**WHAT IS EXPECTED**
Update the entries below by replacing every occurrence of "bounding box" with "bounding rectangle". Leave all other text in every entry unchanged.

Entries from a data source
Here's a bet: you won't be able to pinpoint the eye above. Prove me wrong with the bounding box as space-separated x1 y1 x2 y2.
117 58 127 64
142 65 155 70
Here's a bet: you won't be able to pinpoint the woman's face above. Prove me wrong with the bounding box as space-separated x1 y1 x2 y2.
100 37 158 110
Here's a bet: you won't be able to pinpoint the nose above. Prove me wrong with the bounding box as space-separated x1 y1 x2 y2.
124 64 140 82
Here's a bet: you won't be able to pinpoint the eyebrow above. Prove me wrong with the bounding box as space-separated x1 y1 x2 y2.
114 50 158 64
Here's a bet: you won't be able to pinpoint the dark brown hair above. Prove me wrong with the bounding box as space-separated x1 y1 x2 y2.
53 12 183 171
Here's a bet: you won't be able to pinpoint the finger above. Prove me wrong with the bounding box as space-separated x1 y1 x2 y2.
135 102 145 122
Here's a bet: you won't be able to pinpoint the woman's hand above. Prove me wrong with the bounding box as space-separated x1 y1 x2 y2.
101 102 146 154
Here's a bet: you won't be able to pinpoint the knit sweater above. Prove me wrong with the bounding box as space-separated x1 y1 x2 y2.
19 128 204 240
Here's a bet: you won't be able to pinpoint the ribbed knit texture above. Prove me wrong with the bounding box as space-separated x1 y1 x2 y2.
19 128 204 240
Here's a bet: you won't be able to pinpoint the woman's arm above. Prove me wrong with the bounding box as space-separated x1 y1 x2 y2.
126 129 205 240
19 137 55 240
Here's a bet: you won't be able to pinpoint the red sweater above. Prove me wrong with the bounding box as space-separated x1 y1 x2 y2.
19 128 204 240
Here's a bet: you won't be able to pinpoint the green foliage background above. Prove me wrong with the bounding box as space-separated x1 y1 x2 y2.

**TASK OUTPUT**
Here's a bet: you won't be able to pinpoint the eye above. Prove me wrong with the bounding rectangle as space-separated x1 y1 x2 y2.
117 58 127 64
142 65 155 70
Here's a bet: you won't be able to pinpoint the woman's face above. Prove me wrong with the bounding rectangle as space-separated x1 y1 x2 y2.
100 37 158 110
Here's a bet: you won't be able to pinpoint the nose above. Prove me wrong with the bounding rectangle as space-separated x1 y1 x2 y2.
124 64 140 82
Here's a bet: you won't be able to pinpoint the eyebrow above. Prove me wrong with the bounding rectangle as space-separated x1 y1 x2 y2.
114 50 158 64
Here's a bet: you won't be able to pinpoint the dark brown hair above. Prove me wrong with the bounding rectangle as space-separated x1 y1 x2 y2.
53 12 183 171
Here's a bet: you won't be able to pinpoint the finger above. Prove me wrong with the bounding rectangle as space-separated x1 y1 x2 y2.
135 102 145 122
Here's a bet: you won't be able to pinpoint the woman's hand above. Prove me wrong with the bounding rectangle as space-separated x1 y1 x2 y2.
101 102 146 154
Here's a bet: you won't be able to pinpoint the knit sweater above. Prove me wrong with the bounding rectangle as space-separated x1 y1 x2 y2.
19 128 204 240
Here's a bet: you won't be able to pinpoint the ribbed knit texture above. Prove me wrong with the bounding rectangle as space-separated x1 y1 x2 y2.
19 128 204 240
Here's a bet: you won't be able to pinpoint the woman's arm above. Prove me wrong with the bounding rectangle as space-separated x1 y1 x2 y2.
126 129 205 240
19 137 55 240
Here's a bet: you won't be able to pinpoint the red sweater above. Prove me wrong with the bounding rectangle as space-separated x1 y1 x2 y2.
19 128 204 240
Here's a bet: you won't be able to pinpoint the green foliage background above. Prove me wrong with the bounding rectangle as space-separated x1 y1 x2 y2.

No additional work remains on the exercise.